**Directive 1:**
Set down word for word the passage of the email thread on Open Library indexing that runs from "As you surmised, the" up to and including "it at that).".
**Directive 2:**
Write the next part of the email thread on Open Library indexing, picking up right after its last line.

**Extract:**
_____

On 2/1/13 4:31 PM, Ben Companjen wrote:
> Hi Karen,
>
> You replied only to me - if that was a mistake, feel free to include
> this email in an on-list response (or forward).
>
> After a run (or sweep) of VacuumBot, some "PPB" like formats show up
> again, but about 5 at the most. It looks to me like human input. "H" or
> "P" could have - in theory - come from me, when I start typing
> "Hardcover", see Firefox's autocomplete come up with that and press
> enter before selecting it, essentially submitting "H".
>
> LC Bot hasn't run since August 8, ImportBot since October 25.

Ben,

As you surmised, the indexing that was restarted was the one that 
indexes the full text of digitized books in the IA collection, not the 
indexing of OL metadata.

Anand reports that the OL metadata search problem is not just a matter 
of starting up search but that it needs "fixing." As we all know, it's 
hard to know how much fixing something needs until you start fixing it. 
But Anand intends to turn his attention to that (and to importing the IA 
digital books) once he finishes the project he is currently working on 
(which I do not understand so best leave it at that).

kc


>
> Ben
>
>
> On 1 February 2013 16:21, Karen Coyle <[email protected]
> <mailto:[email protected]>> wrote:
>
>     In terms of stuff "coming back" -- is there a way to see the source
>     of these things? I don't know if OL is still running in LC and
>     Amazon data on a regular basis, but "pbk" could well come from
>     library data (I can try to dig around in the MARC input programs
>     .... ). If that's the case then it would be better to deal with this
>     on input. If it's folks inputting these by hand, then a suggestion
>     list for that box would be great.

_____

(Dataset rows on where objects appear)
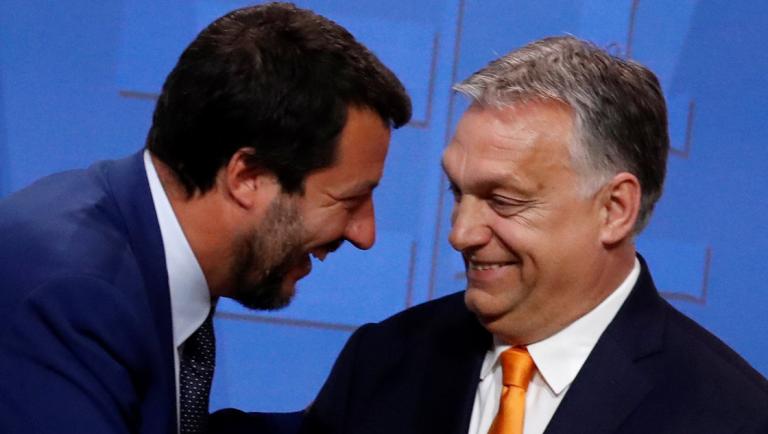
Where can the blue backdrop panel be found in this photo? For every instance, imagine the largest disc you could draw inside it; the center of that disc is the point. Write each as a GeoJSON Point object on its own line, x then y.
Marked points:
{"type": "Point", "coordinates": [78, 81]}
{"type": "Point", "coordinates": [270, 367]}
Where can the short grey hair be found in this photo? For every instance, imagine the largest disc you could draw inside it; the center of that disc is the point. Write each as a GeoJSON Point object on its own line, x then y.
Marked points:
{"type": "Point", "coordinates": [620, 117]}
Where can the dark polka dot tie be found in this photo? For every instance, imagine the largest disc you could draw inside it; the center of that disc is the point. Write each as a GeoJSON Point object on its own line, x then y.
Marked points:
{"type": "Point", "coordinates": [198, 358]}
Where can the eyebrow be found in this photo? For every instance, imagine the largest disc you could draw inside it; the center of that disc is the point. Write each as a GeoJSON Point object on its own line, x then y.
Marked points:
{"type": "Point", "coordinates": [361, 187]}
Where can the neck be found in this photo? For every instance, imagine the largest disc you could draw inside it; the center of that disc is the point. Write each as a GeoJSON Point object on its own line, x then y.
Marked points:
{"type": "Point", "coordinates": [204, 223]}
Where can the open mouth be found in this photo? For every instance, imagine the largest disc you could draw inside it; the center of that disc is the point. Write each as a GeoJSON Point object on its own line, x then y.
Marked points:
{"type": "Point", "coordinates": [487, 265]}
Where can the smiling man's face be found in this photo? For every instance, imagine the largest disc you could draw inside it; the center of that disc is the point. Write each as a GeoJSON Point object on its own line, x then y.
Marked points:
{"type": "Point", "coordinates": [336, 206]}
{"type": "Point", "coordinates": [528, 233]}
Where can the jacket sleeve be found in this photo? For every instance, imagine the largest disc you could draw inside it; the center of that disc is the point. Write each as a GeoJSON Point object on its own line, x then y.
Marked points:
{"type": "Point", "coordinates": [73, 360]}
{"type": "Point", "coordinates": [327, 414]}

_____

**Written reply 1:**
As you surmised, the indexing that was restarted was the one that 
indexes the full text of digitized books in the IA collection, not the 
indexing of OL metadata.

Anand reports that the OL metadata search problem is not just a matter 
of starting up search but that it needs "fixing." As we all know, it's 
hard to know how much fixing something needs until you start fixing it. 
But Anand intends to turn his attention to that (and to importing the IA 
digital books) once he finishes the project he is currently working on 
(which I do not understand so best leave it at that).

**Written reply 2:**
>
>     kc
>
>     On 1/31/13 4:48 PM, Ben Companjen wrote:
>
>         Good question :) In short: yes, though not this very list.
>
>         I've been using Google Refine to normalise the formats from the
>         monthly
>         dumps. This is a combination of string matching and manual labour to
>         pick (what I think are) better terms.
>         I then feed "bad" and "better" formats to VacuumBot, which
>         updates them.
>
>         A problem I encountered with that approach is that some bad
>         terms come
>         back every month, because people keep using "pbk" and "Hard
>         Cover". I
>         correct those terms every time, although the number of instances
>         goes
>         down after every run of VacuumBot. Also, I didn't have a way of
>         saving
>         the dictionary in one publicly accessible list yet and Nomenklatura
>         looks like it may just do that. And it can be easily integrated with
>         VacuumBot, as it's all Python.
>
>         I just started experimenting, it's not _the_ list that I use
>         yet, but it
>         may grow towards being the list that VacuumBot uses. It can be made
>         editable for logged in users (you can login with a GitHub account).
>
>         Ben
>
>
>         On 1 February 2013 01:20, Karen Coyle <[email protected]
>         <mailto:[email protected]>
>         <mailto:[email protected] <mailto:[email protected]>>> wrote:
>
>              Ben, I'm unclear what you are doing with these terms - are
>         you using
>              them to normalize the terms in OL?
>
>              kc
>
>              On 1/31/13 3:23 PM, Ben Companjen wrote:
>               > If you're involved with OpenRefine, you may (not) want
>         to know that I
>               > just started experimenting with Nomenklatura, a
>         reconciliation
>               > service/software package running at OKFN Labs. It
>         appears to me
>              that you
>               > can't use it as a reconciliation service inside
>         OpenRefine, but a
>              Python
>               > library is provided.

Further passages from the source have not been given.